:: MATERIAL FOR THE TASK
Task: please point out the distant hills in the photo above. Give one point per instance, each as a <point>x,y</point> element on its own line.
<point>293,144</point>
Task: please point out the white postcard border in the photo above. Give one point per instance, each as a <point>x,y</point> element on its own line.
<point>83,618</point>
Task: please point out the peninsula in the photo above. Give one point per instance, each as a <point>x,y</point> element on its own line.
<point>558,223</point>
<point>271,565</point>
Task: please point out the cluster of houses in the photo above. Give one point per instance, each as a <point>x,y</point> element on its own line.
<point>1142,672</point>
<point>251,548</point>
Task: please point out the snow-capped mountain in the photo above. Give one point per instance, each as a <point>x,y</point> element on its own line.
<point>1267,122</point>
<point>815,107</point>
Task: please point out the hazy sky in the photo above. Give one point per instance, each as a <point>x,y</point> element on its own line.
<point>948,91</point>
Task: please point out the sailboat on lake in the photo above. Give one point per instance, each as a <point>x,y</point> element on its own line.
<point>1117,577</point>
::::
* [WHAT THE EXERCISE ASKS]:
Rewrite the lines beginning with the line that contains "Task: please point out the sailboat" and running through the last of the lines, replacing "sailboat" with "rowboat" and leaving everything else unchanged.

* [FULL SOLUTION]:
Task: please point out the rowboat on lake in the photo above. Give one point per instance, each as a <point>x,y</point> element on its own line.
<point>1117,577</point>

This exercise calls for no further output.